#### [WORK TO DO]
Could you write out again every line of the rows from the one that has "phrase -- cap brim" through the last row, requests included, with each point coordinate in the answers scaled by 1.2 and rounded to a whole number, halves going up? Omit the pictures from your answer.

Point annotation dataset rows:
## START

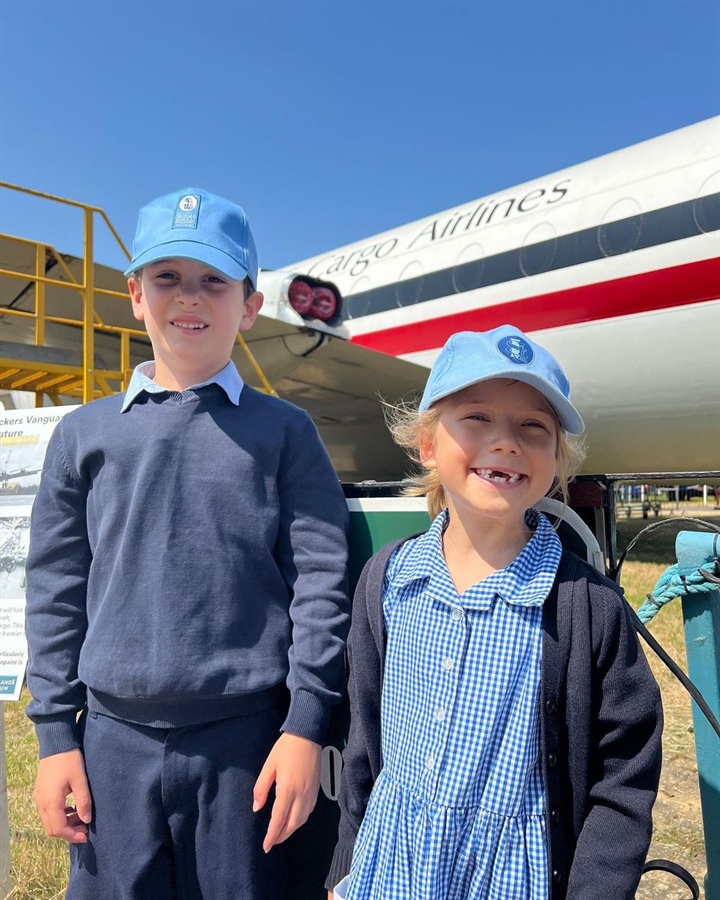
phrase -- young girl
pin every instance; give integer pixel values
(505, 731)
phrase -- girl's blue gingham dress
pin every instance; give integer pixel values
(458, 811)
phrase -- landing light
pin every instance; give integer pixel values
(313, 301)
(324, 303)
(300, 295)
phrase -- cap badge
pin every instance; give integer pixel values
(186, 212)
(517, 350)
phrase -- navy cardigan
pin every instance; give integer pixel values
(601, 727)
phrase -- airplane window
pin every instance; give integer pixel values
(621, 227)
(357, 306)
(409, 287)
(469, 268)
(538, 251)
(706, 208)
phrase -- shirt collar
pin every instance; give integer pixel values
(228, 379)
(526, 581)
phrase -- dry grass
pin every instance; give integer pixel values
(39, 865)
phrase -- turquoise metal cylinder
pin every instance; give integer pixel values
(701, 618)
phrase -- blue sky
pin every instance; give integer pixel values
(330, 121)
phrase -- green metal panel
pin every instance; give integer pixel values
(701, 618)
(374, 522)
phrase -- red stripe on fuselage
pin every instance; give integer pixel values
(662, 289)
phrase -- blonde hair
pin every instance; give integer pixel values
(409, 428)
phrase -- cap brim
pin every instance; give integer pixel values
(201, 253)
(570, 418)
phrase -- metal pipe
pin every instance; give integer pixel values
(701, 618)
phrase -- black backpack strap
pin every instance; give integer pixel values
(664, 865)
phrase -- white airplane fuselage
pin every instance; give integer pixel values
(612, 265)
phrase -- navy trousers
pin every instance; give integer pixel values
(172, 812)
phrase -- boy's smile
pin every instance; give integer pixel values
(494, 450)
(192, 315)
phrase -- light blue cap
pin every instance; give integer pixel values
(505, 352)
(194, 224)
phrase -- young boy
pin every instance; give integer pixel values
(186, 598)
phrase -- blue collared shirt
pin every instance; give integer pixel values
(228, 379)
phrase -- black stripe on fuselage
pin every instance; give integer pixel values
(649, 229)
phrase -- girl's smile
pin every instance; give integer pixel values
(494, 450)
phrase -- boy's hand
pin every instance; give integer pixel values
(293, 765)
(58, 776)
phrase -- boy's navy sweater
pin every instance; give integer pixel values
(187, 556)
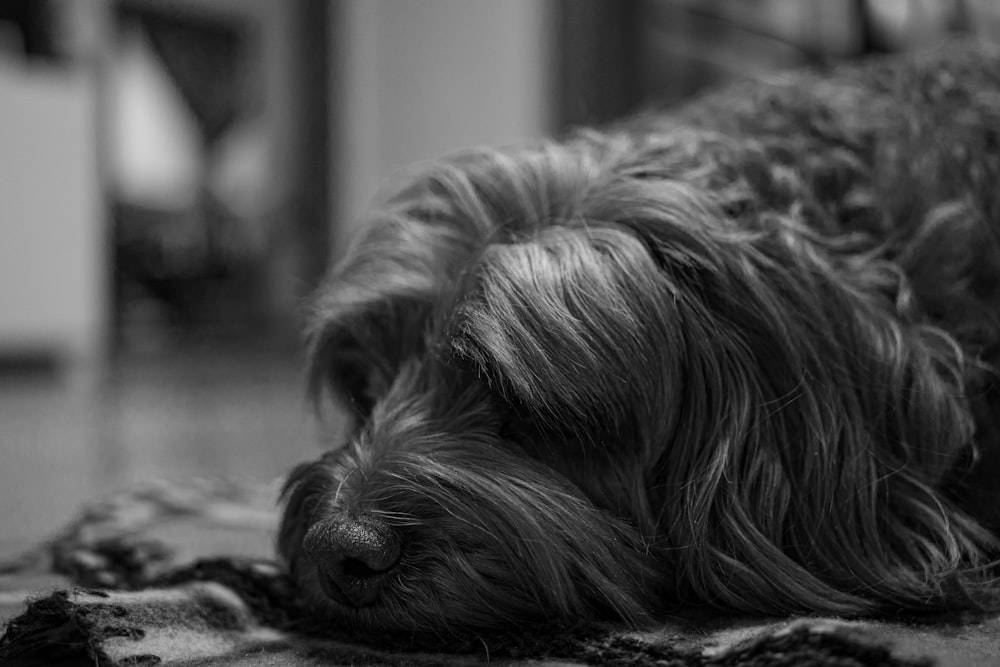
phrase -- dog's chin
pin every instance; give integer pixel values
(489, 542)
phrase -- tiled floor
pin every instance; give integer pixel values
(63, 442)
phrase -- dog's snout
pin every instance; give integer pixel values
(353, 556)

## END

#### [EXERCISE SOLUTION]
phrase -- cap brim
pin every instance; give integer pixel values
(241, 304)
(684, 502)
phrase -- metal pipe
pin every instance; give integer pixel values
(841, 742)
phrase -- black backpack strap
pin every instance; give integer pixel values
(797, 1038)
phrase -- white airplane fuselage
pin every instance; give integer pixel values
(734, 318)
phrase -- navy trousers
pin every instance; give integer pixel values
(206, 974)
phrase -- boy's smile
pin every instance; give integer pixel values
(593, 540)
(230, 378)
phrase -- light blue cap
pin every instance; give integer pixel values
(606, 422)
(233, 269)
phrase -- young boy
pin every instance; give integer pixel values
(223, 718)
phrase -- blue collared shirt
pin every instance; give integer pixel values
(274, 455)
phrase -- black stripe on fuselage
pin every instance; give integer pixel values
(779, 275)
phrase -- girl's smile
pin every instance; give integer pixel values
(593, 540)
phrase -- boy's hand
pin every instance; give integer pixel values
(352, 918)
(70, 931)
phrase -- boy's navy sweater
pin every instance; give integer pixel values
(224, 667)
phrase -- dog's chin
pin every instance; give integer pixel values
(587, 650)
phrase -- tiled floor
pin every instance; give integer pixel values
(76, 530)
phrase -- dog's snout
pin every instance; give integer pixel values
(424, 667)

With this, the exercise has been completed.